EXERCISE OBJECTIVE
Going through the data below, tally every line where the string "window" occurs, then give only the tally.

DATASET ENTRIES
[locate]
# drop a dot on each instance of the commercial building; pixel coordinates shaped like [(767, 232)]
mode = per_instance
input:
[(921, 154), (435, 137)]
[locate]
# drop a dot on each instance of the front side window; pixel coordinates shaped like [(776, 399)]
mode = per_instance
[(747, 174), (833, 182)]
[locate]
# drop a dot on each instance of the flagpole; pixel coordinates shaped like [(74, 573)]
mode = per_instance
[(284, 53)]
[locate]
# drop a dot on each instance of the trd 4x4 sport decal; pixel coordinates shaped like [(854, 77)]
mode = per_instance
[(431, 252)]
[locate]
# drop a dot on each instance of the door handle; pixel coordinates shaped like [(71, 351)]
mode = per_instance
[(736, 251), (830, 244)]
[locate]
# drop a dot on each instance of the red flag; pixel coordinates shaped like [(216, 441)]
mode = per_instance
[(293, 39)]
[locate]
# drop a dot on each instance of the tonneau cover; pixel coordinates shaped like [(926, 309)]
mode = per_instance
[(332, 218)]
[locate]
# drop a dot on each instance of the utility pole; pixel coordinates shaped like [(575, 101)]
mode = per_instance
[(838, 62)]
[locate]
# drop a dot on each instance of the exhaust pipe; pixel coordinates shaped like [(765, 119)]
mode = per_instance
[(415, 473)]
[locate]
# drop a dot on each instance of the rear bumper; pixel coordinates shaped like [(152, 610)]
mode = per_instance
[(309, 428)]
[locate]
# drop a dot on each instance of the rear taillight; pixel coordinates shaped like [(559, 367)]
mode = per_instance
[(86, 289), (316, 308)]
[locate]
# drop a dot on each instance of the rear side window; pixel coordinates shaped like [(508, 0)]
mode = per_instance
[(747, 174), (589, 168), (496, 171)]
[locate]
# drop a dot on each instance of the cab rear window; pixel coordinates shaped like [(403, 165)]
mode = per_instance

EXERCISE RESPONSE
3